§ **Activity**:
Give the lines below again exactly, starting with the line that holds "refrigerator shown above." and going on through the line that holds "utensil shown above.".

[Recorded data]
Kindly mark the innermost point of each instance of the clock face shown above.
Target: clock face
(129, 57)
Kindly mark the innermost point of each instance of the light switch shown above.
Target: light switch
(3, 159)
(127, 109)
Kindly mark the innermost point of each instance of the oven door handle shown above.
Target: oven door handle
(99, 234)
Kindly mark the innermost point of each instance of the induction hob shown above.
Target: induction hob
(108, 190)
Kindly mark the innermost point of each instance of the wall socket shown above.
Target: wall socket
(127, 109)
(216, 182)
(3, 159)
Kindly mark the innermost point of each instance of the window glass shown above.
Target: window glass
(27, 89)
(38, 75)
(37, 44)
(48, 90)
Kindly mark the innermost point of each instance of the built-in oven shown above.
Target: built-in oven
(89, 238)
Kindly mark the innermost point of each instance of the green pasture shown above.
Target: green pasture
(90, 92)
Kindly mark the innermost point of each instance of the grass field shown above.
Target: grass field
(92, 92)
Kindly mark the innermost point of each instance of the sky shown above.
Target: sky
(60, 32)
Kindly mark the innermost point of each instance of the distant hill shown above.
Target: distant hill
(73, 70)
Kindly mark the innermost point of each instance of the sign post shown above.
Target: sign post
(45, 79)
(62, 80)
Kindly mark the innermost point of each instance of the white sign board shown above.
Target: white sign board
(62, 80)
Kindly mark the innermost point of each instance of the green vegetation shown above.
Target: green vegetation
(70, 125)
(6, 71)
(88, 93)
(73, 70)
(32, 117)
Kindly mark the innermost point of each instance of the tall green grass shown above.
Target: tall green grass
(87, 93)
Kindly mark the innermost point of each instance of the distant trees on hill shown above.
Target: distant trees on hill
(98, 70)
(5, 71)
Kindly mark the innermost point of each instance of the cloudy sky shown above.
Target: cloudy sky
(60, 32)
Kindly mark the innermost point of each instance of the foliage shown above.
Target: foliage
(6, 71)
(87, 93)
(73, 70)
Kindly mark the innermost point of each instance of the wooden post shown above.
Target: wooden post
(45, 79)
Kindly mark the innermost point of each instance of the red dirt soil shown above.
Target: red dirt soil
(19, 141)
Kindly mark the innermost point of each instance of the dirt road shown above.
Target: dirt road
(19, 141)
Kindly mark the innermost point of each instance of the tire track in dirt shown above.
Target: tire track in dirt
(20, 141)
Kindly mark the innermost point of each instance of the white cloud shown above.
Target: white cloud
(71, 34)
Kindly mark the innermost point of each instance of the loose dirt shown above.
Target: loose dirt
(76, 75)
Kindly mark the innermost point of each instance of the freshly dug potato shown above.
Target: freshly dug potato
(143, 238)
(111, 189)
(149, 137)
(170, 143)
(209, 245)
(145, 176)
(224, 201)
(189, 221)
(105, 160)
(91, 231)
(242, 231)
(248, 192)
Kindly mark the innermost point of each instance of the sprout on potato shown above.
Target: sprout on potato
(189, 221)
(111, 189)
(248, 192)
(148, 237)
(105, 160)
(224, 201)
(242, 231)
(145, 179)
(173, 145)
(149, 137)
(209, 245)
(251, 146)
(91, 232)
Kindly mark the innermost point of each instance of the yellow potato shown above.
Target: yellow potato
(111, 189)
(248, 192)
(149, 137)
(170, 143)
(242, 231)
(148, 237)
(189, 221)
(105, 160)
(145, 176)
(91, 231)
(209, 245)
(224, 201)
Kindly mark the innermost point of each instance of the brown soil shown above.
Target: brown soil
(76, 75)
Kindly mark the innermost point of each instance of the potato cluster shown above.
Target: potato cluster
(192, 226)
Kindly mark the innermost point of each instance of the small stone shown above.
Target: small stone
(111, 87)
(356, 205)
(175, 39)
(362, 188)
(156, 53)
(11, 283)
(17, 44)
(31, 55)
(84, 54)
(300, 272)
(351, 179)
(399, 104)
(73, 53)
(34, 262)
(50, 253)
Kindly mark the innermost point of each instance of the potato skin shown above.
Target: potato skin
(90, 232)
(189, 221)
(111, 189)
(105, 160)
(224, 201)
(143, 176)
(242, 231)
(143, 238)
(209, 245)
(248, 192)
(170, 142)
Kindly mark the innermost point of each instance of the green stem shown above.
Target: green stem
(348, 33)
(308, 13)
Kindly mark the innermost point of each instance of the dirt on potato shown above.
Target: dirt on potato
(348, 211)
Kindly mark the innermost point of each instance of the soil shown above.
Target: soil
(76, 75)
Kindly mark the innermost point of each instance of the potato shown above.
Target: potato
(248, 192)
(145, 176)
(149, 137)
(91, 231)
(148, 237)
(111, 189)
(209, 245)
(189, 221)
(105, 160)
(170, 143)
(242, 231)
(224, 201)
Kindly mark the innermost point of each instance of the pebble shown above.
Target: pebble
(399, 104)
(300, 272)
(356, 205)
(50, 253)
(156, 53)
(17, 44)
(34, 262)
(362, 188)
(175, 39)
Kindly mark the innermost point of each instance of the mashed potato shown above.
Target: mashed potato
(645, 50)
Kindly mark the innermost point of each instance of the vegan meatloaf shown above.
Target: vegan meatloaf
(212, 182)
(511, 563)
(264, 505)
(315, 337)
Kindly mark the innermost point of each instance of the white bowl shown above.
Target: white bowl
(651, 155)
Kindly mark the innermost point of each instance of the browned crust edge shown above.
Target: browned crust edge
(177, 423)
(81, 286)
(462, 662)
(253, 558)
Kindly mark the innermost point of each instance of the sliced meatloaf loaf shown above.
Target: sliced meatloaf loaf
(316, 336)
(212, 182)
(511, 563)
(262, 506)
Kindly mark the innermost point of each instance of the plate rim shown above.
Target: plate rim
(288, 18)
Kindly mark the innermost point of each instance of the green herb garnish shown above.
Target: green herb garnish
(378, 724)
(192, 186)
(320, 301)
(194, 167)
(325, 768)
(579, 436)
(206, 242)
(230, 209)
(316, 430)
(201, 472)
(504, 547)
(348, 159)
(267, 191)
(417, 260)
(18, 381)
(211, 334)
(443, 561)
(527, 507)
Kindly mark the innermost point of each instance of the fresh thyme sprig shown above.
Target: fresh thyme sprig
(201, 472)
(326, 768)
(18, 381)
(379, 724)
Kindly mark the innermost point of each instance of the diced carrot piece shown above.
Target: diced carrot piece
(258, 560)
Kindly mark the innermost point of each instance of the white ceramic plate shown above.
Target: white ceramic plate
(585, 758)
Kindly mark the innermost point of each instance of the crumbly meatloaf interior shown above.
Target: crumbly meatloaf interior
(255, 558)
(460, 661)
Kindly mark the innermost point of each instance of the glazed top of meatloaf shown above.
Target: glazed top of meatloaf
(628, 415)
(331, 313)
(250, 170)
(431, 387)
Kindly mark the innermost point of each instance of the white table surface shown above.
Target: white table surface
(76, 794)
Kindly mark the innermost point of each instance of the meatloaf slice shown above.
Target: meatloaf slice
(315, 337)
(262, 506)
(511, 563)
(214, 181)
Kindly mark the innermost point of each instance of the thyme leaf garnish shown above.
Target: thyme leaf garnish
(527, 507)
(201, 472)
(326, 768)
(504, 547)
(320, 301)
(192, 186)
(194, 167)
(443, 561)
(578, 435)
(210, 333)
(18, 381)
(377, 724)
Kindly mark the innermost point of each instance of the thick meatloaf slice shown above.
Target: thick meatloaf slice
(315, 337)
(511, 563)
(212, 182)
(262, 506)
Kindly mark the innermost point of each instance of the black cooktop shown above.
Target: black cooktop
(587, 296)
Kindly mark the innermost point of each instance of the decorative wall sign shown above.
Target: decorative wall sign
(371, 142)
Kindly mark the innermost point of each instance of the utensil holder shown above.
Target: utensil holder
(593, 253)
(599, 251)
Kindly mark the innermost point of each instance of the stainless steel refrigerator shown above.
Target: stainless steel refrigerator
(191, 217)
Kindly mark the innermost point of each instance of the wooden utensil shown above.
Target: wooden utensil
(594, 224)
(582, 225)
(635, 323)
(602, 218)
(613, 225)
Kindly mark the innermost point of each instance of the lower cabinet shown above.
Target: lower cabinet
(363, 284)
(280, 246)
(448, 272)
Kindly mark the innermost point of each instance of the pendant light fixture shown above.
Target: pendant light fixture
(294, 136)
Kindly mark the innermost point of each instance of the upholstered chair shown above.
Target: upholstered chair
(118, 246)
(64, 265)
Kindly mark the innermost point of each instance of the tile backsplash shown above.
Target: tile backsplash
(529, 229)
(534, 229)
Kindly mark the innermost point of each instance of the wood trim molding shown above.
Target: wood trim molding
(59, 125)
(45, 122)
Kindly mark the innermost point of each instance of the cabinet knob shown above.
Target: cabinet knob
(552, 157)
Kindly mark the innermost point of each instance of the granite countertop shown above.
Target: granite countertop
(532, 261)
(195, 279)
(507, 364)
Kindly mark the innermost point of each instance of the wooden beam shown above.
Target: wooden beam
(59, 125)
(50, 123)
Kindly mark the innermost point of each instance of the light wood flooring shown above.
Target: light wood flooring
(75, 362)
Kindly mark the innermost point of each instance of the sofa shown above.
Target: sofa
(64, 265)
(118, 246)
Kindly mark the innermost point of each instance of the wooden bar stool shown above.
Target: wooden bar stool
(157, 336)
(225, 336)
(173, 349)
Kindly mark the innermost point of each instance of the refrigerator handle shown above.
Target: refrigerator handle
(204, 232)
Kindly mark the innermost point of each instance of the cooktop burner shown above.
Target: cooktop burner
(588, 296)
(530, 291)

§ **Output of the task**:
Kindly mark the innermost point of each instance of the stainless steel refrigerator shown above.
Target: stainless steel refrigerator
(191, 217)
Kindly mark the innermost point of each instance of the wooden utensil shown above.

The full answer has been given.